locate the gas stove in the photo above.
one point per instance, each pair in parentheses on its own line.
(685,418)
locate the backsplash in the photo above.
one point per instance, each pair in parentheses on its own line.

## Challenge
Turn every line of the records above into a JSON list of strings, one string per line, skipping any blank lines.

## Expected output
[
  "locate the gas stove in the photo above.",
  "one point per instance, each pair in parentheses on its own line.",
  "(685,418)",
  "locate the backsplash in the photo above.",
  "one point per instance, each pair in parentheses on its own line."
]